(Coordinate labeling data)
────
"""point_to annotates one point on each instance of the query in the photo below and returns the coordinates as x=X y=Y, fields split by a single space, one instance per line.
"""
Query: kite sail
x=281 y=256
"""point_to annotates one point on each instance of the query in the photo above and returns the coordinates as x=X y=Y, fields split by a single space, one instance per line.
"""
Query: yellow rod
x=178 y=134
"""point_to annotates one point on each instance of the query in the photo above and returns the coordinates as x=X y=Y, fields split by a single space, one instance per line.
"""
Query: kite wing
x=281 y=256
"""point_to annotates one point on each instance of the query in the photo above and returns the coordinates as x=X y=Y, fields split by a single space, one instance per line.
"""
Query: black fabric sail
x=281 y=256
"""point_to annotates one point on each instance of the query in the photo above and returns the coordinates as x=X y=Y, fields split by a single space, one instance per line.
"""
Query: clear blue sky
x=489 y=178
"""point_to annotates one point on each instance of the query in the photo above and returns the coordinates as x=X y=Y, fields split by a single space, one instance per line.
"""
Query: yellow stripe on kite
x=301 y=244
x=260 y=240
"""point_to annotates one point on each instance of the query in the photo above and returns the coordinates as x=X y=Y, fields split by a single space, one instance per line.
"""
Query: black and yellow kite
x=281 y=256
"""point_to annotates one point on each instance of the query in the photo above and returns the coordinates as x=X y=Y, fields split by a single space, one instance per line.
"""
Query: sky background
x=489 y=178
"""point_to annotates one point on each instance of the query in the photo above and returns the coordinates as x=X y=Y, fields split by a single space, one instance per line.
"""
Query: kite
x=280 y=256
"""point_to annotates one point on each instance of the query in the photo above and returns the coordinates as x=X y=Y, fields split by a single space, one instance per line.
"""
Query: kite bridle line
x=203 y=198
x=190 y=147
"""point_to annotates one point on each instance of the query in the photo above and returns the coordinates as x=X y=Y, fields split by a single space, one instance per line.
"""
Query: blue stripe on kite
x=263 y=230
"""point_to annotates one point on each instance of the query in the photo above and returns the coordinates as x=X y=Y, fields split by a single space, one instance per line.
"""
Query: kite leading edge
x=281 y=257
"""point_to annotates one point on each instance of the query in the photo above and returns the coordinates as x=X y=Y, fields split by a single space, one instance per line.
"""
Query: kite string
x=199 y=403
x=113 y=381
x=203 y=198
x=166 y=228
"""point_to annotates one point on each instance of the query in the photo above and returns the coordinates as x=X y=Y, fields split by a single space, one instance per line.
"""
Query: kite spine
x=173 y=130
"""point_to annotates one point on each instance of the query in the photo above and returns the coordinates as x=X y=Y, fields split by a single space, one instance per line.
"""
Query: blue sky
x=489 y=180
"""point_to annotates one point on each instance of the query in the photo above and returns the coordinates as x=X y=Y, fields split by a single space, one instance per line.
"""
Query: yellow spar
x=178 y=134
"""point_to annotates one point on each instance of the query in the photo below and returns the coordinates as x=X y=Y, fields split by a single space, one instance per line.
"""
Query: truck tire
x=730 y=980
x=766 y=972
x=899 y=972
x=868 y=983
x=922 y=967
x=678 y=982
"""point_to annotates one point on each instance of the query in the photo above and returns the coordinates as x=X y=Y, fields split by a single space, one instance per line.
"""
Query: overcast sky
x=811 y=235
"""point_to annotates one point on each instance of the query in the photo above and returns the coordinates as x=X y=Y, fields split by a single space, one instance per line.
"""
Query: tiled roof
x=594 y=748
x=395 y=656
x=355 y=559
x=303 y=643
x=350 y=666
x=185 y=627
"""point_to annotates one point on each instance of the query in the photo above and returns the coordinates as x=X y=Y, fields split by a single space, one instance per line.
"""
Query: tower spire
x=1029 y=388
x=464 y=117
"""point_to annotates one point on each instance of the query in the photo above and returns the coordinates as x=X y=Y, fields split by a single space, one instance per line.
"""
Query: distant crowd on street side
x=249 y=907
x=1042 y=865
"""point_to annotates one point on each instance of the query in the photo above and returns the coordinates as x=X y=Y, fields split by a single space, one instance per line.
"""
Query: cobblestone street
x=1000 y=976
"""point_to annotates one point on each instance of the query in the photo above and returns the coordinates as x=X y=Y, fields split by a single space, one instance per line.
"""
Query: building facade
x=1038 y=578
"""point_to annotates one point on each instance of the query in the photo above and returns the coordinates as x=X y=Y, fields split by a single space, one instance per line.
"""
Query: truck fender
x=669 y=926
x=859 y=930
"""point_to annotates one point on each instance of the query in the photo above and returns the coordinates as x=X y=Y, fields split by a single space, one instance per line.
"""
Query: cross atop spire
────
### Exercise instructions
Pull out every line of the material above that contains the string "spire", and copy each one without changes.

### Response to the task
Query: tower spire
Query: cross atop spire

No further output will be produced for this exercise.